- DOKUMENTTEXT
# Creative X-Fi Mikrofon Boost?



## Minga_Bua (12. Dezember 2008)

Könnt ihr mir sagen wo ich die Option finde?
Suchem ich dumm und dämlich


----------



## Hackslash (12. Dezember 2008)

(Spielmodus) Lautstärkefenster > bei REC auf Mikrofon stellen > auf das + drücken > Mikrofon +20 db Anhebung

falls treiber cd nicht vorhanden (bei bulk)
BadBoyforum Profile, BadBoyforum Details - FileFront.com


mfg


----------



## Minga_Bua (13. Dezember 2008)

Hab aktuelle Treiber. Aber die boost option krieg ich net


----------



## Hackslash (13. Dezember 2008)

Sieht so aus.
guckst du anhang


----------



## Minga_Bua (13. Dezember 2008)

Genau dieses "+" habe ich nicht. Es taucht manchmal auf während ich die lautstätrke hoch und runter drehe.. aber es bleibt nie da..


----------



## Hackslash (13. Dezember 2008)

ähm okay das is ******** ^^
installier mal treiber vllt. testhalber komplett neu die zicken manchmal


----------



## Minga_Bua (13. Dezember 2008)

Schon gemacht 
Man wofür geb ich so viel Kohle für so ne sopundkarte aus wo dann nix klappt?  
Meine alte 10 Euro karte hatte da keine probleme ^^


----------



## Hackslash (13. Dezember 2008)

hmm eigentlich sind die Soundkarten extrem geil nur einziges Problem ist das ewige scheiss neustarten bei der Treiberinstallation...


----------



## Minga_Bua (13. Dezember 2008)

Noch jemand ne Idee?


----------



## Minga_Bua (13. Dezember 2008)

Und immermalwieder kommt son permanentes knacken dazu..


----------



## Scottie (26. Januar 2009)

- ERFASSTE DATEN
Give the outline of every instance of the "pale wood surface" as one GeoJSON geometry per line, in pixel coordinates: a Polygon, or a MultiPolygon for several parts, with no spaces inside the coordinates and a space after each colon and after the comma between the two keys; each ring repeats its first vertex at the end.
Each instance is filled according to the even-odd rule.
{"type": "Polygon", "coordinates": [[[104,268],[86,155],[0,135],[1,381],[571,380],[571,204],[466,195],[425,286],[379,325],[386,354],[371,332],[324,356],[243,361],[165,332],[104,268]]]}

- GESTELLTE AUFGABEN
[a] Um wie viel Dezibel lässt sich laut dem Forenthread zum Mikrofon-Boost das Mikrofon anheben?
[b] Fasse den Forenthread zum Mikrofon-Boost in zwei Sätzen zusammen.
[c] Schreibe den Forenthread zum Mikrofon-Boost weiter und beginne mit dem Beitrag von Scottie.
Die Zeilen sind eigenständiges Material und gehören nicht zum Forenthread.

- ERGEBNISSE JE AUFGABE
[a] Um +20 dB.

[b] Minga_Bua fragt, wo die Boost-Option der Creative X-Fi zu finden ist, und Hackslash beschreibt den Weg im Spielmodus über das Lautstärkefenster bis zur Mikrofon-Anhebung um +20 dB. Minga_Bua hat trotz aktueller und neu installierter Treiber kein dauerhaftes „+“ und berichtet außerdem von einem immer wieder auftretenden Knacken.

[c]
Hab auch seit ein paar Wochen eine X-Fi Titanium PCIe und auch keine Option um die Mikrofonverstärkung anzupassen wie bei den "alten" Karten.
Bin in TS oder auf Skype nur noch halbso gut zu verstehen wie bei meinem alten PC. Stehe kurz davor eine alte Audigy einzubauen...
Weiß vielleicht jemand inzwischen warum die Titanium keinen Mikro Boost hat?


----------



## HeX (26. Januar 2009)

liegt vielleicht daran das die Titanium einen anschluss für linein und mic hat, glaube aber unter xo hatte ich nen mic bosst und unter vista hab ich den nicht mehr... ist eigentlich egal bin im ts auch so mehr als laut genug


----------



## Scottie (26. Januar 2009)

Das Mikro ist natürlich in dem dafür vorgesehen Eingang. Darum geht's auch in dem Thread nicht.
Die Frage war, ob es inzwischen eine Lösung für die fehlende Lautstärkeanhebung gibt.
Bei dem X-Fi Titanium Treiber haben sie den nämlich wegoptimiert und dadurch ist die MiC-Lautstärke im Vergleich zu alten Karten, wie Audigy oder X-Fi Music, nämlich viel viel leiser.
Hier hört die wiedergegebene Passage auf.